In the records below, locate the line containing "Locate the street", then output that line and all later lines exactly, through the last one.

Items listed in a dataset:
::::::::::
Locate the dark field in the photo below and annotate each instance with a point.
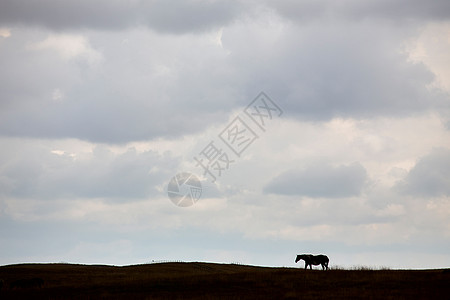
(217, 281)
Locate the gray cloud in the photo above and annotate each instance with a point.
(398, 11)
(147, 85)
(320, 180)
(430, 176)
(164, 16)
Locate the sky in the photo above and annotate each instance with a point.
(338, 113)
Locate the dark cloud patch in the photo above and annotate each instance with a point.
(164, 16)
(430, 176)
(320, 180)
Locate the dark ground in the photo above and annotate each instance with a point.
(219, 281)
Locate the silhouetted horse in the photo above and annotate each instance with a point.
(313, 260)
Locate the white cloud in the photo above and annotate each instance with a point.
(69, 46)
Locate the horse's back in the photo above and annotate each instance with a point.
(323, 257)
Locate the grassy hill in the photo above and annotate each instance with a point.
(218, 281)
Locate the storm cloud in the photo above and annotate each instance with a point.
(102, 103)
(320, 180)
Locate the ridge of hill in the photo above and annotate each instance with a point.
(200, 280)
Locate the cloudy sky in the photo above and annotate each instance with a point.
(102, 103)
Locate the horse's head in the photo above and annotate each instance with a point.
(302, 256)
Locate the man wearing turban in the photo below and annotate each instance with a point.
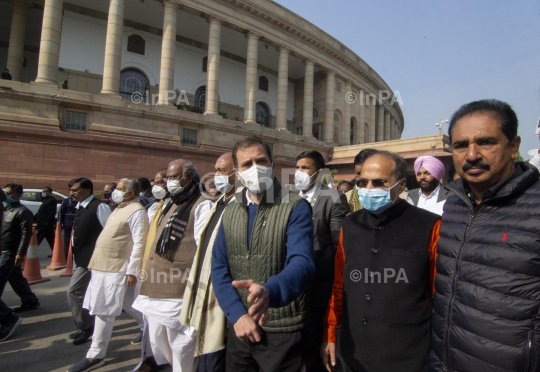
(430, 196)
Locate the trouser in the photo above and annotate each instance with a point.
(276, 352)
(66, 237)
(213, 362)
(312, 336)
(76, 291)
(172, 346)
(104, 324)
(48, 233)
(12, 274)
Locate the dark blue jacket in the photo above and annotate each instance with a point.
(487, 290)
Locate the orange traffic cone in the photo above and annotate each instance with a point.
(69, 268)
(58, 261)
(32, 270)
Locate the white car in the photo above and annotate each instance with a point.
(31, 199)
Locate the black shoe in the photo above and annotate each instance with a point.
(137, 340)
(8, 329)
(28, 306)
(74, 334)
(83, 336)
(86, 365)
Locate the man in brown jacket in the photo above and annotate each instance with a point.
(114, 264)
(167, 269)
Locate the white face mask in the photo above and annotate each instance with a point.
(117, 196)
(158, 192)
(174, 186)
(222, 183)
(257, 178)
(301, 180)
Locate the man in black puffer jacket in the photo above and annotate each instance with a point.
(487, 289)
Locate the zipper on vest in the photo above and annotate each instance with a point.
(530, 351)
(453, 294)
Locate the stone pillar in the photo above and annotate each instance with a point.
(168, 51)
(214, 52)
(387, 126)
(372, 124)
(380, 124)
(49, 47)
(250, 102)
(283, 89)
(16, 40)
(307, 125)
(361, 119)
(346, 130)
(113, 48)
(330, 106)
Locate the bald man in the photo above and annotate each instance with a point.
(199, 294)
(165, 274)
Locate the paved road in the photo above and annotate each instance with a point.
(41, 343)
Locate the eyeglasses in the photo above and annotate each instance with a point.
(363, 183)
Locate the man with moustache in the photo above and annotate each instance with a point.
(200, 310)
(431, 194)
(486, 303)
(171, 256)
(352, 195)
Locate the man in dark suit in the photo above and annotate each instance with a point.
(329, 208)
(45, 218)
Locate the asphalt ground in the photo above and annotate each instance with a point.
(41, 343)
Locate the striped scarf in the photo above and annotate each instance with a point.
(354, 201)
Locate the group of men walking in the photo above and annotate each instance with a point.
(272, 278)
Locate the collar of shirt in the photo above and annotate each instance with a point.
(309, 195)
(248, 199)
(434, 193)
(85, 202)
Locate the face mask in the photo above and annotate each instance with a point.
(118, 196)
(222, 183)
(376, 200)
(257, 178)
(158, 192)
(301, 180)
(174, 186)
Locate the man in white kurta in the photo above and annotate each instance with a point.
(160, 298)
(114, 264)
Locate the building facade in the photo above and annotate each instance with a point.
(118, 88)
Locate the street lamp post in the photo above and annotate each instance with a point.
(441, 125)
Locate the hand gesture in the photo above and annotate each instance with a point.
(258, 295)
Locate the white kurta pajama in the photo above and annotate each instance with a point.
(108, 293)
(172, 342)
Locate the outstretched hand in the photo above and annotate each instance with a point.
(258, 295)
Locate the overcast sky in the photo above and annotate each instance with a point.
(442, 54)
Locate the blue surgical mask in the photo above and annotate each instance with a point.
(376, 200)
::::::::::
* _Result of the exercise_
Locate the street lamp post in the photo above and annotate each instance with a point.
(441, 125)
Locate the hand gesture in the photo above and annotate each instance with a point.
(258, 295)
Locate the white kurta pajama in the photo above and annotate each instance with a point.
(108, 293)
(172, 342)
Locate the outstretched hand in the photo above and annotate each instance with a point.
(258, 295)
Locate the overcast sky in the photo above and annotate each instance with a point.
(442, 54)
Locate the blue surgical mask in the photo above and annotate each instance with a point.
(376, 200)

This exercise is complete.